Saved entries:
• • • •
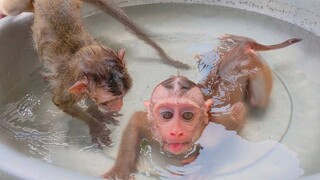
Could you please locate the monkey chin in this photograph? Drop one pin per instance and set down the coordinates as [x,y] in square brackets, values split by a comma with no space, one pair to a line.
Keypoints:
[177,148]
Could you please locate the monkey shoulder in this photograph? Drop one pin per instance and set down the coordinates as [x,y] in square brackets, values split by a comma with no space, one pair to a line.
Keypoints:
[139,120]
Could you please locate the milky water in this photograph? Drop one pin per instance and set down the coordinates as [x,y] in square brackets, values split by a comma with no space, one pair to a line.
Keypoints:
[31,124]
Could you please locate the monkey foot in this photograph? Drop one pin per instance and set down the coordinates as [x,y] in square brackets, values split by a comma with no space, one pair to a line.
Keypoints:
[100,134]
[238,113]
[110,118]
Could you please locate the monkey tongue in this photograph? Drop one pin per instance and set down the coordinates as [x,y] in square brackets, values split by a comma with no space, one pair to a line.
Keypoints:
[175,147]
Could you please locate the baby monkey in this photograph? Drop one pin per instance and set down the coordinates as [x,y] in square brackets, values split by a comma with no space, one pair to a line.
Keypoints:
[233,73]
[15,7]
[176,116]
[78,67]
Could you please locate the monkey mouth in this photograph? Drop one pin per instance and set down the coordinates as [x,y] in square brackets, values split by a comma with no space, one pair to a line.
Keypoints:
[176,147]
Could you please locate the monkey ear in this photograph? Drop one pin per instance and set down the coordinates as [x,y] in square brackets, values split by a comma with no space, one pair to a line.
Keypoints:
[208,105]
[146,104]
[78,88]
[121,54]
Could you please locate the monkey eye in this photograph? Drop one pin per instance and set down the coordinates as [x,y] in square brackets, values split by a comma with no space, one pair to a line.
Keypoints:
[187,116]
[166,114]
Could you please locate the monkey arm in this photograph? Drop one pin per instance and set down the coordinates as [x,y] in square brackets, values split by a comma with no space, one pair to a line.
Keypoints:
[108,118]
[129,147]
[15,7]
[233,119]
[260,86]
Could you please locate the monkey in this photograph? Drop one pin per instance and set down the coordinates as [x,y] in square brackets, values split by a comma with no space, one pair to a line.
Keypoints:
[175,117]
[15,7]
[234,73]
[77,67]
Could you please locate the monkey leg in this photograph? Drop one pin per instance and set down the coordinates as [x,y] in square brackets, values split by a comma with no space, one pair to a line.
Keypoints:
[15,7]
[109,118]
[233,119]
[100,134]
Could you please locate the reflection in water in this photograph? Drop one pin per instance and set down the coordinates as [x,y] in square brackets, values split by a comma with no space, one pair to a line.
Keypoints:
[226,155]
[34,123]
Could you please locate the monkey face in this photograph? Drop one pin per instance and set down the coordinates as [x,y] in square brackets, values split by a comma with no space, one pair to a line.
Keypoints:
• • • •
--- WORK INSTRUCTION ---
All lines above that hold the string "water" should be copied.

--- SOLUTION FOR THIS EXERCISE ---
Could you please locate the milky water in this photograph? Drop one pin per instance and set down the coordinates as [x,y] in square brackets, values split by a comma with no space, one pair to a line.
Could you please locate the reflection in water in this photograph? Drop one pin per instance and set down the coordinates as [x,y] in square brackets, values split by a comma with no space, one pair to a line.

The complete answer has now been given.